[Items from a point labeling set]
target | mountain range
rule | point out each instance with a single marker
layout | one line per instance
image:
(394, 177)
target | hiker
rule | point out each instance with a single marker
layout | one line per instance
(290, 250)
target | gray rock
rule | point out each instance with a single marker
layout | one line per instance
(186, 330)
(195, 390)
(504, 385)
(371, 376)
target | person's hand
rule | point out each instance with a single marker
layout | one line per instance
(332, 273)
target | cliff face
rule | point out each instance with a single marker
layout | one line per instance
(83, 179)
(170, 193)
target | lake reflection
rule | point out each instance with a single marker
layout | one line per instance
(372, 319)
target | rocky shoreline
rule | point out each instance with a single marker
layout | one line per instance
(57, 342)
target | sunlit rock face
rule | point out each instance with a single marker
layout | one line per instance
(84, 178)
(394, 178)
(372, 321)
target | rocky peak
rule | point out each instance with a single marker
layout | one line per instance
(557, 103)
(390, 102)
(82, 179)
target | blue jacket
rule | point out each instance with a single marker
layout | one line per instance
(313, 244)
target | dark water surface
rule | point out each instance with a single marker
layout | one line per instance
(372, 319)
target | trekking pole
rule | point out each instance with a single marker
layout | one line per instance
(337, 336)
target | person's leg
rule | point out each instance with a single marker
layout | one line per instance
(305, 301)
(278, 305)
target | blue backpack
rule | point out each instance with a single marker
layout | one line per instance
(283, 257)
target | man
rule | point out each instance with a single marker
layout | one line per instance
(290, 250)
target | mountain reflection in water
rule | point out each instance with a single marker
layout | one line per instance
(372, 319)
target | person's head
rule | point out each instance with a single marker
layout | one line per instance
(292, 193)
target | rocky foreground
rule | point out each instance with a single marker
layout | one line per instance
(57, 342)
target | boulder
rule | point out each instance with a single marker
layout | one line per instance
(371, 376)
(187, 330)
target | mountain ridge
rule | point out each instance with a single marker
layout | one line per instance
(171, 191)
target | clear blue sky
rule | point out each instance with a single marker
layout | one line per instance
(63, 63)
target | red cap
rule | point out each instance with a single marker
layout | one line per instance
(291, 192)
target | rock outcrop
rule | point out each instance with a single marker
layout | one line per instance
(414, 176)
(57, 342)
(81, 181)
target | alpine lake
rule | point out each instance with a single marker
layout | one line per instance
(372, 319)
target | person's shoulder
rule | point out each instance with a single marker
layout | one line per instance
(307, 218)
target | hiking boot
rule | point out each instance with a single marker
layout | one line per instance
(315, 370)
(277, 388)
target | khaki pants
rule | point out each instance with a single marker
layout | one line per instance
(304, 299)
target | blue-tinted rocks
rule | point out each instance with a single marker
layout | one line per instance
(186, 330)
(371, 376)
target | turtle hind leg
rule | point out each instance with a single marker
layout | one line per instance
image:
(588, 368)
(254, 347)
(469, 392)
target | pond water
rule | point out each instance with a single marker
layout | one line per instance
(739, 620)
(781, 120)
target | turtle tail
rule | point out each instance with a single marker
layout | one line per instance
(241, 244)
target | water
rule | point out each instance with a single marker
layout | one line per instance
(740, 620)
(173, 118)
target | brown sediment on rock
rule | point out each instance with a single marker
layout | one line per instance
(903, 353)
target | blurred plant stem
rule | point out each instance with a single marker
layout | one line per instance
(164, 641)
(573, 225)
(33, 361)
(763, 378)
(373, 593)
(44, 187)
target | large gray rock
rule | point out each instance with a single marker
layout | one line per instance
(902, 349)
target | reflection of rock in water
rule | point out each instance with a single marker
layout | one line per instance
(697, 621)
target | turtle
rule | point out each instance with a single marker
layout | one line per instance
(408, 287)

# SHORT EXERCISE
Convert every line of the items above into a single numbered list, leaving out any blank lines.

# FINISHED TASK
1. target | mountain range
2. rule | point out each instance with a single marker
3. layout | one line per instance
4. image:
5. (394, 177)
6. target | hiker
7. rule | point out each instance with a single marker
8. layout | one line per instance
9. (290, 250)
10. target | gray rock
11. rule | point out each instance with a single marker
12. layout | one line per instance
13. (186, 330)
14. (195, 390)
15. (504, 385)
16. (371, 376)
17. target | person's hand
18. rule | point out each instance with a single marker
19. layout | one line per instance
20. (332, 273)
21. target | cliff face
22. rule | point out each instance with a single marker
23. layout | one line per instance
24. (83, 179)
25. (170, 193)
26. target | lake reflection
27. rule | point out each instance with a single marker
28. layout | one line per instance
29. (372, 319)
30. target | rocky shoreline
31. rule | point out each instance with a single marker
32. layout | one line per instance
33. (57, 342)
34. target | sunlit rock face
35. rule | point out each instance with a single marker
36. layout | one line per instance
37. (84, 178)
38. (394, 178)
39. (372, 321)
40. target | rocky peak
41. rule | point out each instance with a single marker
42. layout | one line per instance
43. (557, 103)
44. (390, 102)
45. (82, 179)
46. target | blue jacket
47. rule | point out each instance with a single marker
48. layout | one line per instance
49. (313, 244)
50. target | dark water surface
51. rule | point out each instance with a single marker
52. layout | one line per instance
53. (372, 319)
54. target | trekking pole
55. rule | point out each instance with a single marker
56. layout | one line per instance
57. (337, 336)
58. target | person's leg
59. rule | point out each instance with a single marker
60. layout | one line per instance
61. (305, 301)
62. (278, 305)
63. target | blue backpack
64. rule | point out each instance with a single marker
65. layout | one line per instance
66. (283, 257)
67. target | man
68. rule | point out each instance with a single marker
69. layout | one line per instance
70. (290, 250)
71. target | mountain reflection in water
72. rule | point out each instance with a single marker
73. layout | one line per instance
74. (372, 319)
75. target | person's head
76. rule | point out each instance with a single marker
77. layout | one line per instance
78. (292, 193)
79. target | rocky foreground
80. rule | point out each instance with a single marker
81. layout | one line per instance
82. (57, 342)
83. target | boulder
84. rule | point out each instance with a single marker
85. layout | one line per instance
86. (371, 376)
87. (187, 330)
88. target | mountain ridge
89. rule | point out each instance with a single marker
90. layout | one line per instance
91. (171, 191)
92. target | clear blue sky
93. rule | point out each instance with a single marker
94. layout | one line per instance
95. (63, 63)
96. target | red cap
97. rule | point out each instance with a single marker
98. layout | one line per instance
99. (291, 192)
100. target | rock outcrop
101. rule | point out each instance with a single marker
102. layout | one line per instance
103. (414, 176)
104. (57, 342)
105. (81, 181)
106. target | alpine lake
107. rule | point out each instance with a single marker
108. layout | one line per instance
109. (372, 319)
110. target | person's shoulder
111. rule | point out each instance with a single marker
112. layout | one line per instance
113. (307, 218)
114. target | hiking boot
115. rule | point out each instance with a single marker
116. layout | one line per instance
117. (315, 370)
118. (277, 388)
119. target | khaki pants
120. rule | point out each instance with a single marker
121. layout | one line per instance
122. (304, 299)
123. target | blue-tinted rocks
124. rule | point out each instance with a single marker
125. layout | one line per instance
126. (186, 330)
127. (371, 376)
128. target | turtle hind leg
129. rule | point out each instance with a single marker
130. layout | one line per instance
131. image:
132. (588, 368)
133. (254, 347)
134. (469, 392)
135. target | pond water
136. rule | point out each instance with a single marker
137. layout | one line per instance
138. (739, 620)
139. (781, 120)
140. target | turtle tail
141. rule | point out each instance with a single marker
142. layout | one line per instance
143. (241, 244)
144. target | water
145. rule | point out each instance with a single marker
146. layout | one line per instance
147. (740, 620)
148. (173, 118)
149. target | brown sediment on rock
150. rule | point out each instance with a single marker
151. layout | one line per instance
152. (903, 353)
153. target | blurred plant stem
154. rule | point out each instance with a single marker
155. layout | one line per instance
156. (164, 641)
157. (573, 225)
158. (33, 361)
159. (763, 378)
160. (373, 593)
161. (44, 187)
162. target | large gray rock
163. rule | point out each instance with a single marker
164. layout | one line per instance
165. (902, 349)
166. target | reflection of rock in water
167. rule | point out each instance with a single marker
168. layout | one line per instance
169. (697, 621)
170. target | turtle
171. rule | point out each instance with a single marker
172. layout | one line per instance
173. (408, 287)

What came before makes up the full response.